Labeled shape records:
* * * * * * *
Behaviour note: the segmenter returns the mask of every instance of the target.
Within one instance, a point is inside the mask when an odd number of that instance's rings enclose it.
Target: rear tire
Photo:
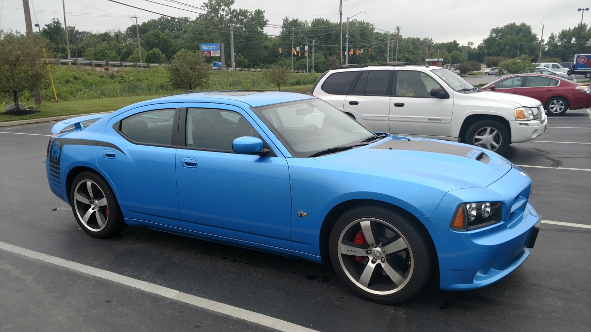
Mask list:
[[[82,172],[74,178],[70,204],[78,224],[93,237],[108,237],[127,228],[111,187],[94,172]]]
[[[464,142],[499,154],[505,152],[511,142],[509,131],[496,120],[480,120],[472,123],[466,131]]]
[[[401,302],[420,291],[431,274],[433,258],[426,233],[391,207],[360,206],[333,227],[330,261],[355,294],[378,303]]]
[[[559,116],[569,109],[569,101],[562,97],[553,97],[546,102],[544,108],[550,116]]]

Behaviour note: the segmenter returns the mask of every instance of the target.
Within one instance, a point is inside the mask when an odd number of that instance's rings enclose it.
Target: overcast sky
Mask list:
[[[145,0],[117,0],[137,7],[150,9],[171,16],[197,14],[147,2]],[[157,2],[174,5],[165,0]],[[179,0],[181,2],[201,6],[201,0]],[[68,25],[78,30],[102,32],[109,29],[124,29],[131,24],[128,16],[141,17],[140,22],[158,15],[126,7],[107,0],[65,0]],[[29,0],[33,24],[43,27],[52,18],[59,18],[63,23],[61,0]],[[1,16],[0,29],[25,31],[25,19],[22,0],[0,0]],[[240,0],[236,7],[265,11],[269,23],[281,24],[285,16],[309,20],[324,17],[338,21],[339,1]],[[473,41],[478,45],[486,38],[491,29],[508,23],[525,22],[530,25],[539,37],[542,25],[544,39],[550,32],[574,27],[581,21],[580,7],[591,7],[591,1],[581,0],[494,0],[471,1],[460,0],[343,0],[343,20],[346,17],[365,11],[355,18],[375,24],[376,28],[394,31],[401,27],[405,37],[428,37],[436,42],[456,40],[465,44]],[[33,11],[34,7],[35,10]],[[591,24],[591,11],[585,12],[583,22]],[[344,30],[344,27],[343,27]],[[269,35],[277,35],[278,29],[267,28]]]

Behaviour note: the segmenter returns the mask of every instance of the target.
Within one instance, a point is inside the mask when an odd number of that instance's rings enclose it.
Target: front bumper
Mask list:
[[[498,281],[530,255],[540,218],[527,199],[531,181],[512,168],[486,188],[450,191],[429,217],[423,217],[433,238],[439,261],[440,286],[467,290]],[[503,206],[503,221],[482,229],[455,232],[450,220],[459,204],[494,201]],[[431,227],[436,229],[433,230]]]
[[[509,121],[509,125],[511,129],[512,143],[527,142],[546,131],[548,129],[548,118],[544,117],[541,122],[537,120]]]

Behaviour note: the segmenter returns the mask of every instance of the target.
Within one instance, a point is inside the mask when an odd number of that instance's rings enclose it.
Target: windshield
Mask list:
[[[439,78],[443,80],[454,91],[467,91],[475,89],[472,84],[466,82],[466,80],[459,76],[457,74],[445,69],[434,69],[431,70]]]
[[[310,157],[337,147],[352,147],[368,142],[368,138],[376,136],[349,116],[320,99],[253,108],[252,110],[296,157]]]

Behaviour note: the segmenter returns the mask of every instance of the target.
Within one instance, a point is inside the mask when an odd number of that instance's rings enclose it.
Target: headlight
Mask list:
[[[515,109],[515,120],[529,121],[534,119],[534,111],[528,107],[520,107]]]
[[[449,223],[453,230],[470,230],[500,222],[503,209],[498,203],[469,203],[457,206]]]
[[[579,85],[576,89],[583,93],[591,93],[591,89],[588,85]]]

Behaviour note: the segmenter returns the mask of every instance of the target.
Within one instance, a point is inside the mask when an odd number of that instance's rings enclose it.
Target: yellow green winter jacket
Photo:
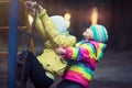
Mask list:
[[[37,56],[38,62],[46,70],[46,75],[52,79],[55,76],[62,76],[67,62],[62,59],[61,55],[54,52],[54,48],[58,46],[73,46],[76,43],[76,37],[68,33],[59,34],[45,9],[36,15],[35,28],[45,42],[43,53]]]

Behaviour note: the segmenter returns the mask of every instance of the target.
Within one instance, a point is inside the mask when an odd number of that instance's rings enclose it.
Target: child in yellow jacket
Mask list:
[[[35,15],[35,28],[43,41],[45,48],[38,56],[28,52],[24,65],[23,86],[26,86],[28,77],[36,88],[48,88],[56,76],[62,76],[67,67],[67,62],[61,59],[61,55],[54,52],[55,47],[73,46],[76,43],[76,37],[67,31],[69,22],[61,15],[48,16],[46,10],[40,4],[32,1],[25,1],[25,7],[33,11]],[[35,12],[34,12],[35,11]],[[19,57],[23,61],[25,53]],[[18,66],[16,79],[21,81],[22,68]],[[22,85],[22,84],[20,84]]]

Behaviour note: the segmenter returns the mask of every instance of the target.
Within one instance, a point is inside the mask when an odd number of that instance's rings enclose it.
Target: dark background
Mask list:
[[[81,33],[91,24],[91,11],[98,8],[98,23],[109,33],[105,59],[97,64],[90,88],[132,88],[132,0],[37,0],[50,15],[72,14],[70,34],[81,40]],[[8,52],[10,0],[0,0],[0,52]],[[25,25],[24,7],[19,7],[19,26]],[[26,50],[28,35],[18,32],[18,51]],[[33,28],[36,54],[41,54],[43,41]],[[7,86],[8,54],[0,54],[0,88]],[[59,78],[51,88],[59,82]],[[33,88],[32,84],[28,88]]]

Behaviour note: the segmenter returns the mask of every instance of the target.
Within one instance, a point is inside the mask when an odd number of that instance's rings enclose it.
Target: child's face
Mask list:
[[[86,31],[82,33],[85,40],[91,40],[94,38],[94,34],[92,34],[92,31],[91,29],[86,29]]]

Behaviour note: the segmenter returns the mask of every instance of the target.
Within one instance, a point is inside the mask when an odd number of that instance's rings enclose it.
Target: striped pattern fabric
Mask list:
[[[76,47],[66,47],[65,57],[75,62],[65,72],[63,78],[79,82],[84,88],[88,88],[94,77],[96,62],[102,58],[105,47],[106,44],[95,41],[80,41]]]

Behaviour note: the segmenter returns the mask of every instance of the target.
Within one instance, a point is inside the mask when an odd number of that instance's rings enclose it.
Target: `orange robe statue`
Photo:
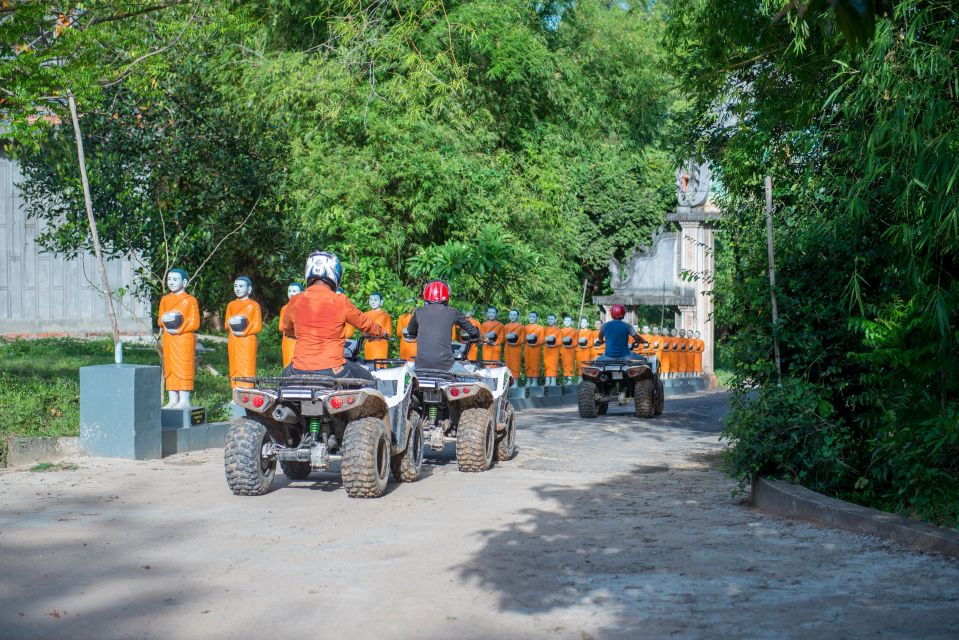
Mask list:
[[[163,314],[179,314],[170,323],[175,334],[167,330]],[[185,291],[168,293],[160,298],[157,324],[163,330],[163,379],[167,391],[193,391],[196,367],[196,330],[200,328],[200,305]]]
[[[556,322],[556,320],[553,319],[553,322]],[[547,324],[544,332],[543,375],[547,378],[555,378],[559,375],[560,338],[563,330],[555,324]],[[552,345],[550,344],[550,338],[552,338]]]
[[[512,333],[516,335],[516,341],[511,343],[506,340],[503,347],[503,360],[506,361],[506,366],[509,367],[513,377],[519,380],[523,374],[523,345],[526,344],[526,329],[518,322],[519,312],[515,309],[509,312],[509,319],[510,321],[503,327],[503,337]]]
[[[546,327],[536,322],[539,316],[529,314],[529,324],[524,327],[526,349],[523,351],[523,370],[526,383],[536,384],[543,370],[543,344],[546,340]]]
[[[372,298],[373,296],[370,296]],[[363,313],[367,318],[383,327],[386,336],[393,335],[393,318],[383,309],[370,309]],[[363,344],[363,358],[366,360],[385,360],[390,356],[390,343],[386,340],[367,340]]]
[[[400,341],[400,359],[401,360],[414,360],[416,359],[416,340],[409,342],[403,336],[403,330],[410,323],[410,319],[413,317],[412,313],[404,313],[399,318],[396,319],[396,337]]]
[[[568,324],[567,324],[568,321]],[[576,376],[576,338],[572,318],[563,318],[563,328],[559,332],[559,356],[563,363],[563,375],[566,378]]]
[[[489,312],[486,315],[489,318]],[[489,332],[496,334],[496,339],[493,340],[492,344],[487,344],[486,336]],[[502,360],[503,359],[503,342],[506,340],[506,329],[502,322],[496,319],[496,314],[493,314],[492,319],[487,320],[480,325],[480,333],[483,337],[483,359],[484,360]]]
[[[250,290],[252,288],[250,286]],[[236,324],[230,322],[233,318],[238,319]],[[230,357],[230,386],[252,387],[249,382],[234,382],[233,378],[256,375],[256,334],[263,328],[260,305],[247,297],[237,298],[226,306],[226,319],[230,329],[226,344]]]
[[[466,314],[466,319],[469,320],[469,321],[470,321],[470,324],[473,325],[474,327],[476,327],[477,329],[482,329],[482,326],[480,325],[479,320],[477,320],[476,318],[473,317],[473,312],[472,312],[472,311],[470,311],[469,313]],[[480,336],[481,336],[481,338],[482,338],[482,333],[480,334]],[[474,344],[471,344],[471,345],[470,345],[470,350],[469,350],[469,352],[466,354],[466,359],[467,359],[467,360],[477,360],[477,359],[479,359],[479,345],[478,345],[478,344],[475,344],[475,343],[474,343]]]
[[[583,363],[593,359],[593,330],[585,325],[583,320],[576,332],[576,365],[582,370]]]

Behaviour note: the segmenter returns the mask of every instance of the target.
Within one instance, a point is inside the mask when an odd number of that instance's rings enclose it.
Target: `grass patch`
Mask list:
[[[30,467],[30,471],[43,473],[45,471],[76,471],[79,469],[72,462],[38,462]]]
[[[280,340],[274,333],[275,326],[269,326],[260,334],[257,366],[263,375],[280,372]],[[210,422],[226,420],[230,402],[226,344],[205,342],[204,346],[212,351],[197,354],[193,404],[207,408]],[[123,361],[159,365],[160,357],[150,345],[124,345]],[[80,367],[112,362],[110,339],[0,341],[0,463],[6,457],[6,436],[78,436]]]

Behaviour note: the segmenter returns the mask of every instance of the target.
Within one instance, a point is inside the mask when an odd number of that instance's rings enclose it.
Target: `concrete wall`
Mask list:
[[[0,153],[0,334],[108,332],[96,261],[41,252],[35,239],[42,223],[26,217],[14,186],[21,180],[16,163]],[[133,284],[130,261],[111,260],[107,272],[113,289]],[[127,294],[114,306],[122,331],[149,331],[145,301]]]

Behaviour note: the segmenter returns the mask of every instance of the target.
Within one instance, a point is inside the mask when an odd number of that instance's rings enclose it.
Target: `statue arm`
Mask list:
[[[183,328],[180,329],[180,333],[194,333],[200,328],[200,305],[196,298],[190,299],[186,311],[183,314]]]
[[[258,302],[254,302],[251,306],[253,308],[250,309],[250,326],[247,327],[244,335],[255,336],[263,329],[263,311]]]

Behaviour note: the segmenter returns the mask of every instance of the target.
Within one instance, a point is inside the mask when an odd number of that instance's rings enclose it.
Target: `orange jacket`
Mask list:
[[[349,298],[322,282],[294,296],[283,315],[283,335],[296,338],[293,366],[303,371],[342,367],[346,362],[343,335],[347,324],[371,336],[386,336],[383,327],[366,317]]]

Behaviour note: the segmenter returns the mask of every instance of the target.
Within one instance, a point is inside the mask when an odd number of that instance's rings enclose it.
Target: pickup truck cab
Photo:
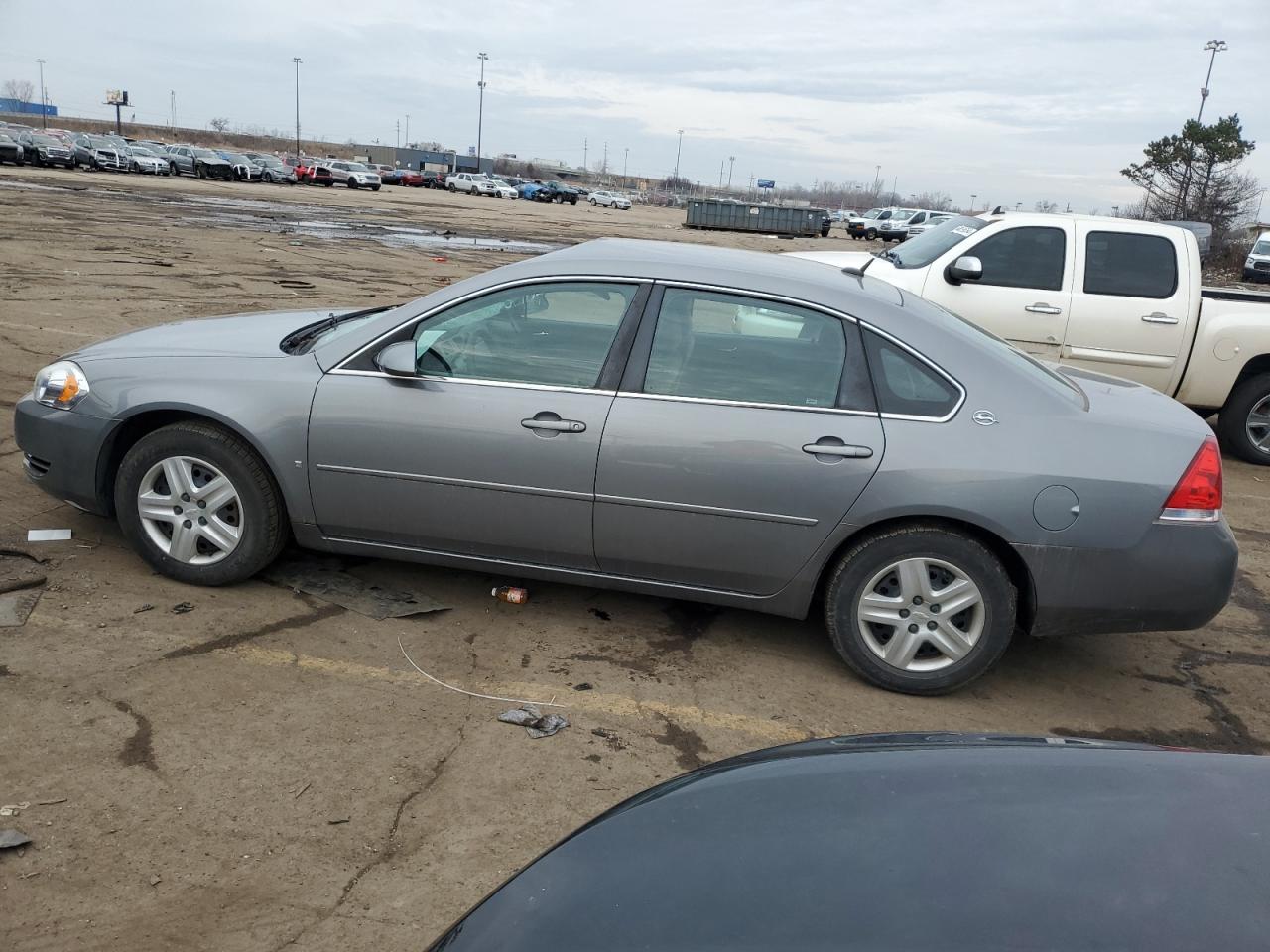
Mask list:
* * * * * * *
* **YOUR OBJECTIVE**
Identify every line in the entries that holds the word "yellow" and copy each of those lines.

* **RESPONSE BELOW**
Target: yellow green winter jacket
Target: child in yellow jacket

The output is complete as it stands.